TEXTO PARA REVISÃO →
□ □ □ □

Olhar Direto

Segunda-feira, 29 de abril de 2024

Opinião

O inimigo do povo

O povo brasileiro tem um inimigo. Cruel, solerte, assassino. Mata mulheres e homens; idosos e bebês; negros  e brancos; religiosos e ateus; doutores e iletrados; progressistas, liberais ou direitistas.

Com absoluta certeza, o leitor amigo conhece uma de suas vítimas, pois elas somam centenas de milhares anualmente em nosso país. Foi um familiar, um amigo, um vizinho, um colega de trabalho, alguém próximo ou distante que partiu precocemente e com sofrimento desnecessário.

É um inimigo que não se esconde. Quase todos o reconhecem e sabem de sua letalidade.
Ainda assim, atua impunemente há muitas décadas. Seus negócios são considerados respeitáveis e seus representantes são recebidos com pompas nas diversas instâncias de poder. Os que ousam denunciá-lo e contrariá-lo são alvo de campanhas visando o seu descrédito.

Sim, meus caros, refiro-me ao tabagismo.

Cerca de 500 brasileiros morrem todos os dias em razão de doenças provocadas pelo tabagismo, como câncer de pulmão, enfisema e outras enfermidades respiratórias e cardíacas.
Todos os dias. Há décadas.

O tabagismo mata, inclusive, não-fumantes, em escala de 1 milhão de vítimas, anualmente, em todo o mundo, segundo a Organização Pan-Americana de Saúde.

Mesmo os que sobrevivem ao tabagismo têm a sua saúde comprometida e prejudicada a qualidade de vida de suas famílias.

O tabagismo provoca prejuízo de dezenas de bilhões de reais às empresas privadas e aos cofres públicas em decorrência de custos com o sistema de saúde, ausências, licenças e perda de produtividade. E isso só continua assim porque há um pequeno grupo de empresas que lucram muitos bilhões com a morte, o sofrimento e a destruição.

Ao longo dos anos, um paciente trabalho de esclarecimento e conscientização levou à redução da proporção de fumantes no Brasil, que é maior entre os de menor escolaridade.

A bilionária indústria da morte reagiu desenvolvendo uma nova modalidade de dependência química: os cigarros eletrônicos e vaporizadores, nos quais são introduzidos aromas agradáveis como menta para camuflar o gosto da nicotina e das demais substâncias tóxicas presentes no tabaco. Um maciço e diabólico investimento em imagem logrou popularizar tais dispositivos entre adolescentes e jovens, cujo consumo voltou a aumentar nos últimos anos.

O terrível é que, ao contrário da lenda, a utilização de cigarros eletrônicos e vaporizadores não reduz a dependência nem evita o surgimento de doenças. No entanto, o projeto de lei 6.387/2019 que, entre outras medidas, veda a adição de aromas e sabores ao tabaco, está há três anos aguardando um parecer numa comissão da Câmara dos Deputados.

□ □ □ □

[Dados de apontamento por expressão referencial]
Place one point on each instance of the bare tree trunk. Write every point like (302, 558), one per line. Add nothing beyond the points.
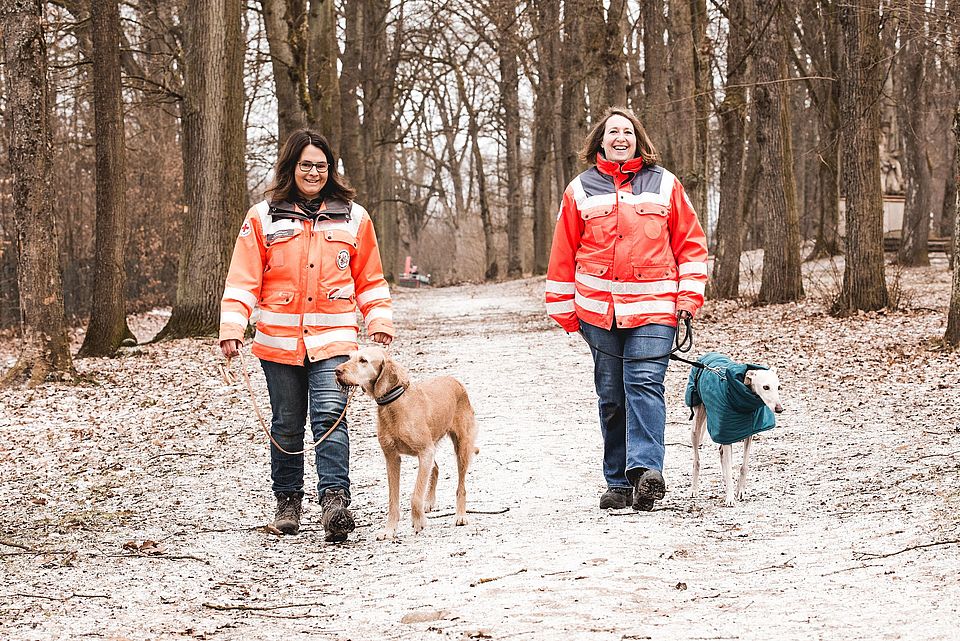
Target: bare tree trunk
(286, 25)
(353, 165)
(781, 279)
(952, 334)
(913, 101)
(214, 143)
(378, 67)
(949, 228)
(821, 43)
(322, 69)
(613, 60)
(509, 95)
(864, 284)
(544, 205)
(827, 235)
(725, 282)
(703, 92)
(45, 346)
(677, 136)
(572, 123)
(592, 37)
(656, 97)
(490, 251)
(108, 320)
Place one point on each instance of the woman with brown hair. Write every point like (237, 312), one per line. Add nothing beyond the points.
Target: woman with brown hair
(629, 259)
(305, 260)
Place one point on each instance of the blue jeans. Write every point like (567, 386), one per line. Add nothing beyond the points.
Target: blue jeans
(633, 412)
(293, 390)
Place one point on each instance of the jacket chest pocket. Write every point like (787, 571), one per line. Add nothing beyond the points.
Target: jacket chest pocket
(598, 222)
(339, 248)
(277, 241)
(651, 220)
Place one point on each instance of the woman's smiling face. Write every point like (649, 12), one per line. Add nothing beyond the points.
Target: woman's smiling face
(619, 139)
(309, 183)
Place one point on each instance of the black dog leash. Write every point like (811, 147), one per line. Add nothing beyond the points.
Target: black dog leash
(683, 343)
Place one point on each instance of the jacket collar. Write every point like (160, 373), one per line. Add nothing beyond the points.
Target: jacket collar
(330, 210)
(620, 171)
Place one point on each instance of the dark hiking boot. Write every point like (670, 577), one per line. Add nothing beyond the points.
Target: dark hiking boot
(616, 498)
(647, 488)
(336, 518)
(289, 509)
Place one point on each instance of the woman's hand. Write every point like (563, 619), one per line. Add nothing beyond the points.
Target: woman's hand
(230, 347)
(383, 339)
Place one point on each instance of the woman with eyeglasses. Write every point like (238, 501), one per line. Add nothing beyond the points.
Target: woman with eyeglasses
(305, 260)
(628, 262)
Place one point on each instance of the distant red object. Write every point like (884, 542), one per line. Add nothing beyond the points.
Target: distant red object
(411, 276)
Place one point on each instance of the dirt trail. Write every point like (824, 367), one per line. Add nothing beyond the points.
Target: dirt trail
(863, 466)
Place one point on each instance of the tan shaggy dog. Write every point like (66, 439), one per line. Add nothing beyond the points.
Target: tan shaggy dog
(411, 420)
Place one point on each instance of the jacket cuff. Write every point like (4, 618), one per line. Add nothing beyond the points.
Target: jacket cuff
(231, 331)
(689, 307)
(379, 325)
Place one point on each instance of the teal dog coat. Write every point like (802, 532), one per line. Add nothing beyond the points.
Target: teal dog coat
(734, 412)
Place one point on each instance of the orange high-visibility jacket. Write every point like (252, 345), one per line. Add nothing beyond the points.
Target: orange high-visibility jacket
(305, 279)
(627, 245)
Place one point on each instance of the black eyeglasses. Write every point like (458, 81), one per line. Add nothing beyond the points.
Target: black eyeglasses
(306, 167)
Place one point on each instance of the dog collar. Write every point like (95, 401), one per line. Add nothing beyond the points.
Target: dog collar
(391, 396)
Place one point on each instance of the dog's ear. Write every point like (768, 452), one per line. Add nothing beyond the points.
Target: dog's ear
(390, 376)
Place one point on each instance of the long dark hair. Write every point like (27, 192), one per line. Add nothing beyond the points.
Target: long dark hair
(285, 188)
(593, 143)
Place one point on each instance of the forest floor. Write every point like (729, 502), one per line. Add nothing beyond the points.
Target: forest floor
(133, 505)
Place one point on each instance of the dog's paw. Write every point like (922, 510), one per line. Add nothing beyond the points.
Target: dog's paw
(387, 534)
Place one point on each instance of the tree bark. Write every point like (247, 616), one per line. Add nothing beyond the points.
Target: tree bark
(547, 28)
(703, 105)
(379, 58)
(677, 136)
(864, 285)
(286, 25)
(656, 98)
(613, 60)
(952, 334)
(353, 165)
(322, 69)
(108, 321)
(492, 268)
(45, 346)
(572, 123)
(725, 282)
(821, 43)
(781, 279)
(510, 105)
(213, 142)
(912, 105)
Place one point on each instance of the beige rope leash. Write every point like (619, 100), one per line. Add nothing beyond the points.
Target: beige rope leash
(229, 380)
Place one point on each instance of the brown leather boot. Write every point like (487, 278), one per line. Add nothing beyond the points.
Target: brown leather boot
(289, 509)
(337, 520)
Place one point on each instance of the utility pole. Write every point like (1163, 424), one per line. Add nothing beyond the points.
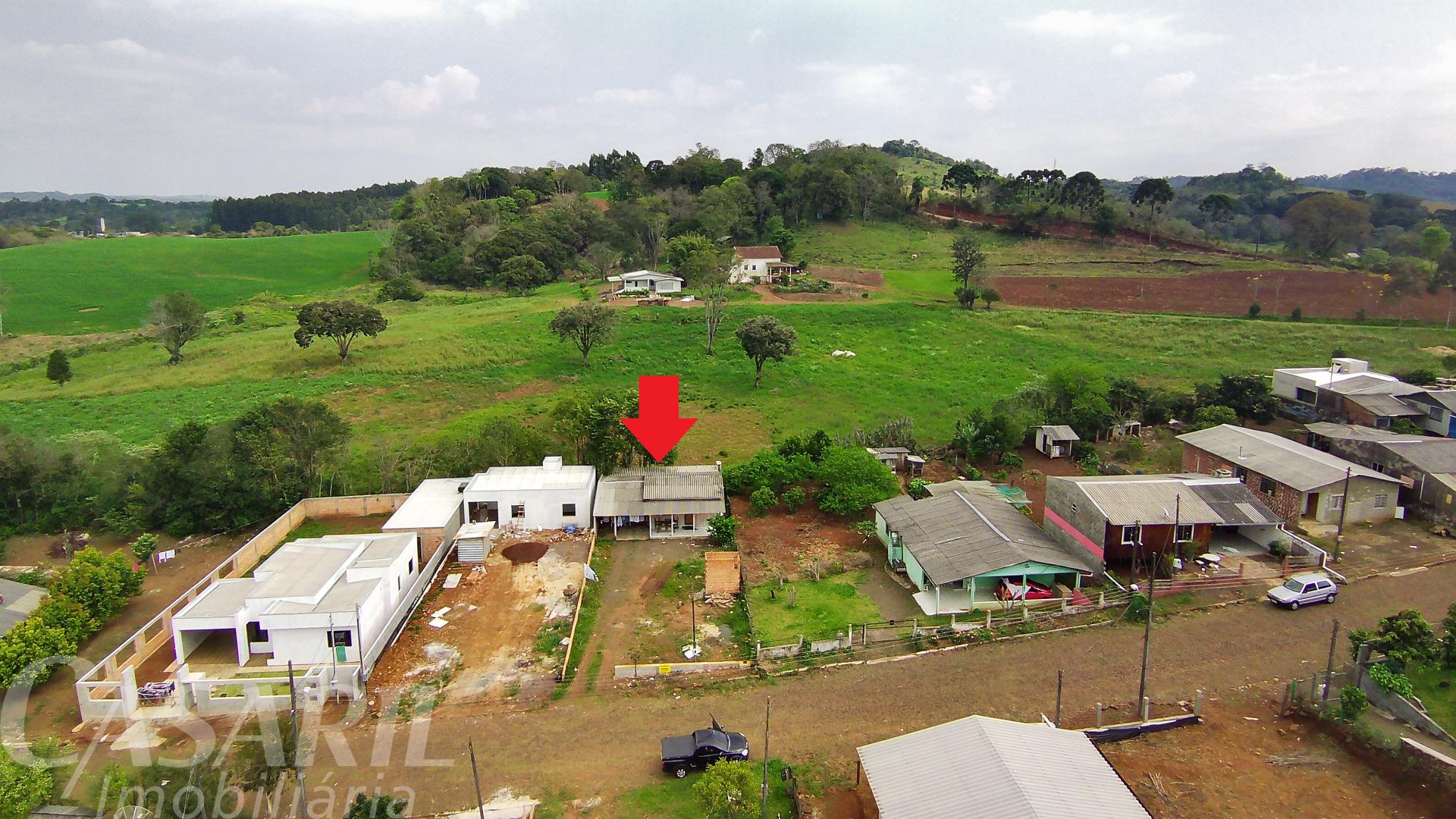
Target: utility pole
(475, 773)
(1147, 634)
(1345, 503)
(1329, 667)
(764, 793)
(297, 760)
(1057, 722)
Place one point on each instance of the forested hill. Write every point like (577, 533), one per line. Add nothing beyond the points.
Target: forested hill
(1424, 184)
(310, 210)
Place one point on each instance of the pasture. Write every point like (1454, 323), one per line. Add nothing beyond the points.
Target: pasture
(105, 284)
(456, 360)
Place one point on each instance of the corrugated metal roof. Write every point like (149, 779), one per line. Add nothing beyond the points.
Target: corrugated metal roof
(1168, 499)
(1276, 457)
(661, 490)
(1386, 406)
(971, 531)
(987, 767)
(431, 506)
(532, 479)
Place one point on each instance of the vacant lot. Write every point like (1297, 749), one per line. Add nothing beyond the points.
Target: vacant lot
(1245, 763)
(1324, 293)
(105, 284)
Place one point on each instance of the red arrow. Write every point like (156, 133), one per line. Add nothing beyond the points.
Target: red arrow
(658, 423)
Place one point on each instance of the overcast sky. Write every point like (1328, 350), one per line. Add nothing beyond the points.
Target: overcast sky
(248, 96)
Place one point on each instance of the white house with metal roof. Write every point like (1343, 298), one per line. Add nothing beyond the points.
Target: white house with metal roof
(660, 502)
(552, 496)
(1296, 482)
(967, 548)
(313, 601)
(987, 767)
(645, 281)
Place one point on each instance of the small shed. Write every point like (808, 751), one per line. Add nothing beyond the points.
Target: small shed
(721, 575)
(1055, 441)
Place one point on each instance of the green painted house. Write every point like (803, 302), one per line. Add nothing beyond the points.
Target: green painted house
(959, 547)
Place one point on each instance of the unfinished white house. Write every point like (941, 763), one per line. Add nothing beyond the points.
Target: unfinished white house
(313, 601)
(660, 502)
(552, 496)
(645, 281)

□ □ □ □

TAREFA PROPOSTA 1 → Copie do texto sobre o tabagismo o trecho entre "O tabagismo mata, inclusive, não-fumantes, em" e "e a destruição.", incluindo esses dois limites.
TAREFA PROPOSTA 2 → De acordo com o texto sobre o tabagismo, quantos brasileiros morrem todos os dias em razão de doenças provocadas pelo tabagismo?
Os registros não têm relação com o texto.

SUA RESPOSTA 1 →
O tabagismo mata, inclusive, não-fumantes, em escala de 1 milhão de vítimas, anualmente, em todo o mundo, segundo a Organização Pan-Americana de Saúde.

Mesmo os que sobrevivem ao tabagismo têm a sua saúde comprometida e prejudicada a qualidade de vida de suas famílias.

O tabagismo provoca prejuízo de dezenas de bilhões de reais às empresas privadas e aos cofres públicas em decorrência de custos com o sistema de saúde, ausências, licenças e perda de produtividade. E isso só continua assim porque há um pequeno grupo de empresas que lucram muitos bilhões com a morte, o sofrimento e a destruição.

SUA RESPOSTA 2 → Cerca de 500 brasileiros.